> [Votre objectif]: Poursuivez l'extrait sur l'accident du travail déclaré par la S.A.S AGILIS, en reprenant juste après sa dernière phrase.

> [Extrait choisi]:
La CPAM des PYRENEES-ORIENTALES expose que la présence de témoin n’est pas exigée selon la jurisprudence, et qu’une telle absence ne saurait suffire en présence de présomptions graves et concordantes. Elle estime qu’elle disposait de présomptions graves, précises et concordantes lui permettant d’établir la matérialité de l’accident et considère que la société n’apporte aucun élément probant permettant de combattre la présomption d’imputabilité.
Au cas présent, il est constant que Monsieur [D] [F] était salarié au sein de la S.A.S AGILIS..
Il ressort de l’analyse du dossier qu’une déclaration d’accident du travail a été établie le 07 juillet 2021 par la S.A.S AGILIS, mentionnant la survenue d’un accident le 29 juin 2021 à 11h30 sur le lieu de travail habituel du salarié et pendant son temps de travail ( 07h30 à 12h30 et 13h30 à 18h30) dans les circonstances suivantes : “Activité de la victime lors de l’accident : déchargement des platines de guidage ; nature de l’accident : d’après ses dires, notre salarié aurait ressenti une douleur au bas du dos en déchargeant les platines de guidage de la machine à extruder ; éventuelles réserves motivées : nous émettons des reserves quant au caractère professionnel de cet accident voir courrier joint ; siège des lésions : tronc région lombaire ; nature des lésions : douleur””.

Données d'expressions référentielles
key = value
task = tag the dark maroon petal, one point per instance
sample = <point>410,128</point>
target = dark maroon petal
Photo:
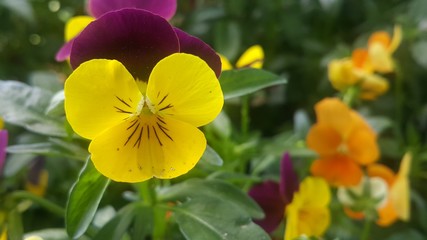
<point>3,145</point>
<point>195,46</point>
<point>64,52</point>
<point>288,179</point>
<point>164,8</point>
<point>136,38</point>
<point>267,195</point>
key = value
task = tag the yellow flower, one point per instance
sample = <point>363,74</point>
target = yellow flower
<point>253,57</point>
<point>75,25</point>
<point>141,130</point>
<point>381,47</point>
<point>341,74</point>
<point>308,213</point>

> [La réponse]:
Il n’est fait nulle mention d’un témoin à l’accident. Il n’est néanmoins pas contesté que Monsieur [D] [F] était à son poste de travail à cette date.
Le certificat médical initial, faisant état d’une « lombacruralgie droite tronquée L5-S1 invalidante, hyperalgie permanente», a été établi par le docteur [D] [Z] le 01 juillet 2021.
Il résulte de ce qui précède, que si le constat des lésions affectant Monsieur [D] [F] ne saurait être remis en cause au regard des énonciations figurant sur le certificat sus mentionné, il reste que l’origine professionnelle de ces lésions, ainsi que la matérialité du fait accidenté décrit, n’apparaissent pas établies, en l’absence de témoin de l’accident allégué, alors que le salarié a continué à travailler jusqu’à 18h30, soit durant 6 heures après les faits, au sein de la S.A.S AGILIS mais également compte tenu du délai séparant l’établissement de ce certificat des faits décrits qui, pour être réduit, n’en est pas moins exclusif de toute impossibilité de survenance dans un autre cadre.
Enfin, la caisse ne saurait se prévaloir de la présomption dès lors que la matérialité même de faits accidentels survenus aux temps et lieu de travail n’est pas établie.
En l’état de ces constatations, le tribunal retient que la décision de prise en charge, au titre de la législation professionnelle, de l’accident survenu le 29 juin 2021 au préjudice de Monsieur [D] [F], doit être déclarée inopposable à la S.A.S AGILIS.
Sur les dépens
En application de l’article 696 du code de procédure civile, la CPAM des PYRENEES-ORIENTALES succombant, sera condamnée aux dépens.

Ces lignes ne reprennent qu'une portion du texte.